## Tus tareas
(1) ¿En qué consistía la "gran trampa" que, según el texto sobre el feminismo, contenía en su interior el fenómeno feminista de estos últimos años? Explícalo en una a tres oraciones.
(2) Reanuda el texto sobre el feminismo a partir de su última oración y continúalo.

Se ha dicho muchas veces que el feminismo era una moda, y quizás su creciente y repentina impopularidad verifique el aserto. Pero una moda no lo es tanto por la extensión con la que se propaga, sino por la flaqueza del cuerpo que la sostiene. La fortaleza del feminismo no residió nunca en el núcleo de su pensamiento, sino en el manto de significantes que lo revestía, en las experiencias vividas que suscitaba y que tomaron forma arbitraria en una identidad, en una proclama y en un relato, quizás el más potente del último tiempo.
 
 
Para comprender en qué consistió el fenómeno feminista de estos últimos años hay que reconocer primero que en su interior contenía una gran trampa: una definición ambigua que confundía dos cosas completamente diferentes. Por un lado, se empezó a identificar al feminismo con una mayor comprensión sobre los problemas de las mujeres, como el aumento de una consciencia sobre realidades que no eran tenidas en cuenta, es decir, como el desarrollo de una sensibilidad. Por otro lado, se lo empezó a relacionar con un conjunto de corrientes de pensamiento, con un sistema de ideas y valores; en definitiva, como una determinada forma de interpretar la realidad.

## Registros extraídos
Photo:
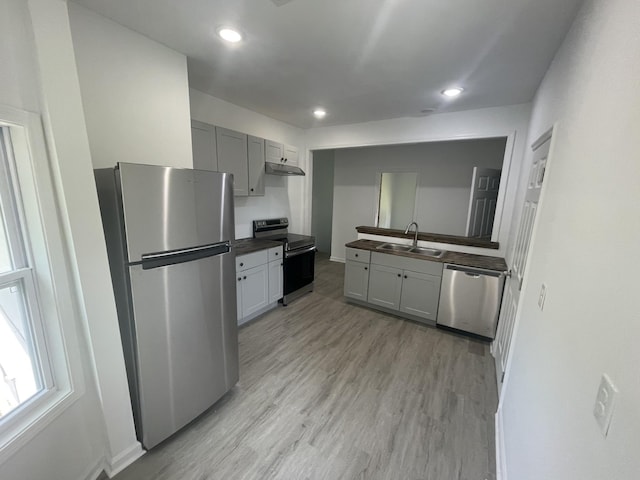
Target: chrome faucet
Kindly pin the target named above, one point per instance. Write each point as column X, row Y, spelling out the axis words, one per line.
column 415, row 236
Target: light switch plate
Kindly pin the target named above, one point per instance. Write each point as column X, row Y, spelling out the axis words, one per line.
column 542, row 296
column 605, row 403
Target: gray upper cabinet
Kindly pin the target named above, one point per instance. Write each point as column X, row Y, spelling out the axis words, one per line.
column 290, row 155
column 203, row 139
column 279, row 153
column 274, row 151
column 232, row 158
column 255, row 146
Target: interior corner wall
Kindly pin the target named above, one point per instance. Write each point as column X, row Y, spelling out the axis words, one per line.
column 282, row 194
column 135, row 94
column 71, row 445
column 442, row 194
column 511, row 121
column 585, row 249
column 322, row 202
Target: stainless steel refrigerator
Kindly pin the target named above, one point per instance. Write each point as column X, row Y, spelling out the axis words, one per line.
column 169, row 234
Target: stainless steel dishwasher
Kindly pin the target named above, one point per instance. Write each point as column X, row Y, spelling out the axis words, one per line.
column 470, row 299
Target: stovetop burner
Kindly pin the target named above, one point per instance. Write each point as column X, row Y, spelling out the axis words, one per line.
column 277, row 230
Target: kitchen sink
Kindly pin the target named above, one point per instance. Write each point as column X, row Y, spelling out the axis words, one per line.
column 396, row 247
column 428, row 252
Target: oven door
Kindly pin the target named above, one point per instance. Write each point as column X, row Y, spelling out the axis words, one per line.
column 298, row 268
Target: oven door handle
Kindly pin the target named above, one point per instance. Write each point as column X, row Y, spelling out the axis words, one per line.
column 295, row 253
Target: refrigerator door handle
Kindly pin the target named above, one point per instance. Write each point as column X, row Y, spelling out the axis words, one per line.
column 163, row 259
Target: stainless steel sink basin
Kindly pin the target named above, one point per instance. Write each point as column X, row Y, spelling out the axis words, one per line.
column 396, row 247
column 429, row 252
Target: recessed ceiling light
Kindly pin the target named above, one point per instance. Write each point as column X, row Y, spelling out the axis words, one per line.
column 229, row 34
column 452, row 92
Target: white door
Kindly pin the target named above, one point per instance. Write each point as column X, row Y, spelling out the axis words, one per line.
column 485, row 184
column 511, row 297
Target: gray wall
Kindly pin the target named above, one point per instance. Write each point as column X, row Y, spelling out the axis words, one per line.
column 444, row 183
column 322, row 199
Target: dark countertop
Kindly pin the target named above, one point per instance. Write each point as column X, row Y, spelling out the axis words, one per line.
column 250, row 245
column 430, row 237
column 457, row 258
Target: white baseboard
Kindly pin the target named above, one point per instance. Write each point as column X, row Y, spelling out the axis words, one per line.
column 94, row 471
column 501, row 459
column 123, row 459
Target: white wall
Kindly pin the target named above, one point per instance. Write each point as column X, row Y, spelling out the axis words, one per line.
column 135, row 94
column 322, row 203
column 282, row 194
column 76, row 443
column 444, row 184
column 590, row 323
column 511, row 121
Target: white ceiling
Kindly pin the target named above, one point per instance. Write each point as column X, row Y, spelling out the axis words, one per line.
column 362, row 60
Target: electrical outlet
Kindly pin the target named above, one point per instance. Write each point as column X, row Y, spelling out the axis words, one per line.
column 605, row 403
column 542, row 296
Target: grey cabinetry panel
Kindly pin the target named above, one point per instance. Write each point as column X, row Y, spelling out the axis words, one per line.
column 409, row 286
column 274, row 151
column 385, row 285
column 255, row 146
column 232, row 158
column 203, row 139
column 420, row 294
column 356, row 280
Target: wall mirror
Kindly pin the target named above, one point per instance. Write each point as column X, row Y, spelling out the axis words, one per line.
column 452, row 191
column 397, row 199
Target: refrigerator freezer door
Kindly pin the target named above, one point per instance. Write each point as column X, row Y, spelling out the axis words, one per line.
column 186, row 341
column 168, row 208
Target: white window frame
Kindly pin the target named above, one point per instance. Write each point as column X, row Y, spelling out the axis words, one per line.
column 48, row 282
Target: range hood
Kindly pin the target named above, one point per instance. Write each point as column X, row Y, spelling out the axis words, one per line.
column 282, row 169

## Respuestas del ejercicio
(1) La trampa era una definición ambigua que confundía dos cosas completamente diferentes. Por un lado, se identificaba al feminismo con una mayor comprensión de los problemas de las mujeres, es decir, con el desarrollo de una sensibilidad. Por otro, se lo relacionaba con un conjunto de corrientes de pensamiento, un sistema de ideas y valores que constituye una determinada forma de interpretar la realidad.

(2)
 
 
Esta confusión elemental es la que llevó a creer a muchísimas personas que lo uno implicaba lo otro, y por ende, que el cuestionamiento al feminismo significaba una falta de comprensión hacia las mujeres. Este error grosero obvió que el feminismo es, en cualquiera de sus vertientes, una cosmovisión del mundo, y como tal, susceptible a crítica. Una cosmovisión que no sólo hablaba sobre la realidad interna de las mujeres, sino también sobre la conducta de los varones y el mundo en general. Y no solamente hablaba, sino que también pretendía imponer sus preceptos.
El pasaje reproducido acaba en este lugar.